▶ _Exercise details_:
The records beneath should be restated word for word.

▶ _Data for this task_:
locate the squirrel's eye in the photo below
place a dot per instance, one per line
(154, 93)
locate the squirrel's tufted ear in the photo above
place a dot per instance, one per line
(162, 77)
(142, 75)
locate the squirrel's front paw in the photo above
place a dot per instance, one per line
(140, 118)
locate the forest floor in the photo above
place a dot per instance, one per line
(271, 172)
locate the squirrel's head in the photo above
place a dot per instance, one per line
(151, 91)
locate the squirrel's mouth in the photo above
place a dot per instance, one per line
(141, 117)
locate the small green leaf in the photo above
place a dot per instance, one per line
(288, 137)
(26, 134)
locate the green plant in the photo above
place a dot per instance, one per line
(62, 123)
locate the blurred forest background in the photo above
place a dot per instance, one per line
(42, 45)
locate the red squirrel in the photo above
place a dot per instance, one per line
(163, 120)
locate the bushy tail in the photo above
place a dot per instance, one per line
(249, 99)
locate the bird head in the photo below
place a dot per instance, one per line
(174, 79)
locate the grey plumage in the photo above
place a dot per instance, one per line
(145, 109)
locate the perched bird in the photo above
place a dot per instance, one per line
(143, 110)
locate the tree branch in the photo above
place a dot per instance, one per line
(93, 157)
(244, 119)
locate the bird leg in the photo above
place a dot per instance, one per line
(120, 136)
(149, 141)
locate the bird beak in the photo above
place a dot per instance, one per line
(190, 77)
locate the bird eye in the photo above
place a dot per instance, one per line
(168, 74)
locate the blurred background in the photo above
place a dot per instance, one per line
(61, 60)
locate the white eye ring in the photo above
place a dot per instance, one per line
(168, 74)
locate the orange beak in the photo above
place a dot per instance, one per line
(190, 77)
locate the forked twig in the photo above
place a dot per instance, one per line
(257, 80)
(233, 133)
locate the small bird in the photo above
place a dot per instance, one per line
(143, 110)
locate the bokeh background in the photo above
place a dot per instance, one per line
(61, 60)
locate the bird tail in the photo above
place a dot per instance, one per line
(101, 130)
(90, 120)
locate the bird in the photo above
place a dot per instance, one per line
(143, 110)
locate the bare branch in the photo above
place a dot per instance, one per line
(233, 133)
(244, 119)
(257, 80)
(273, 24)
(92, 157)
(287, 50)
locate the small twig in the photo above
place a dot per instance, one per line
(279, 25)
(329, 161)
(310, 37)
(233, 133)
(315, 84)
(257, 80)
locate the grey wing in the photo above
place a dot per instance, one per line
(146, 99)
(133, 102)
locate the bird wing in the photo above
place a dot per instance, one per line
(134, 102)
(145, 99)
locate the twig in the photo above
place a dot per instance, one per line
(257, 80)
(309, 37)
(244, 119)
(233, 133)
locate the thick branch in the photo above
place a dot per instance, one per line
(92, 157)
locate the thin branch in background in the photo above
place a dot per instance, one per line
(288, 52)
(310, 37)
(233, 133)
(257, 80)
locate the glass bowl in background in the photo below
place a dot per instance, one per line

▶ _Solution_:
locate the squirrel's eye in the photo below
place a dot per instance, one per line
(154, 93)
locate the squirrel's tufted ear in the photo above
place a dot per instance, one per line
(162, 77)
(142, 75)
locate the squirrel's front paw in the photo above
place a dot per instance, one per line
(140, 118)
locate the forest floor in the photo above
place a dot per instance, one per line
(271, 172)
locate the squirrel's head in the photo above
place a dot per instance, one per line
(151, 91)
locate the squirrel's mouth in the photo above
place a dot per instance, one per line
(141, 117)
locate the small green leaf in the photo above
place a dot per instance, one per line
(288, 137)
(26, 134)
locate the green plant in the photo above
place a dot per instance, one per line
(62, 123)
locate the blurred forest background in the photo above
place a dot per instance, one per line
(42, 45)
locate the red squirrel in the photo above
place a dot per instance, one per line
(163, 120)
locate the bushy tail in the photo above
place a dot per instance, one per line
(249, 99)
locate the bird head in the photo below
place a dot per instance, one per line
(174, 79)
locate the grey plumage in the photo above
place a dot per instance, one per line
(145, 109)
locate the perched bird in the photo above
place a dot per instance, one per line
(143, 110)
locate the tree branch in the photo above
place a dot per instance, one per line
(93, 157)
(244, 119)
locate the bird leg in the photo above
place a dot per instance, one per line
(120, 136)
(149, 141)
locate the bird beak in the photo above
place a dot per instance, one per line
(190, 77)
locate the bird eye in the photo above
place a dot per instance, one per line
(168, 74)
locate the blurred background in the photo above
place a dot per instance, one per line
(61, 60)
locate the white eye ring in the photo above
place a dot per instance, one per line
(168, 74)
locate the orange beak in the photo above
place a dot per instance, one per line
(190, 77)
locate the forked twig in the photo above
place a dot per instance, one per line
(257, 80)
(233, 133)
locate the small bird in the photo above
place a dot per instance, one per line
(143, 110)
locate the bokeh background in the photo above
place a dot per instance, one per line
(61, 60)
locate the bird tail in the photo above
place a dot per instance, one per line
(101, 130)
(90, 120)
locate the bird in the photo above
place a dot per instance, one per line
(143, 110)
locate the bare branch in the photo above
place a dot per instance, one per line
(233, 133)
(244, 119)
(257, 80)
(273, 24)
(92, 157)
(287, 50)
locate the small twig in the photo above
place a dot per instance, one per line
(279, 25)
(329, 161)
(310, 37)
(233, 133)
(315, 84)
(257, 80)
locate the grey wing in the photo above
place a dot per instance, one per line
(146, 99)
(133, 102)
locate the bird wing in the photo above
place a dot per instance, one per line
(134, 102)
(145, 99)
locate the twig in the photo above
place a dot per instance, one per line
(257, 80)
(309, 37)
(244, 119)
(233, 133)
locate the thick branch in the photo above
place a dot per instance, one per line
(92, 157)
locate the thin branch in background in the photo above
place a dot per instance, one per line
(288, 52)
(310, 37)
(233, 133)
(257, 80)
locate the glass bowl in background in the photo below
place a dot per instance, one per line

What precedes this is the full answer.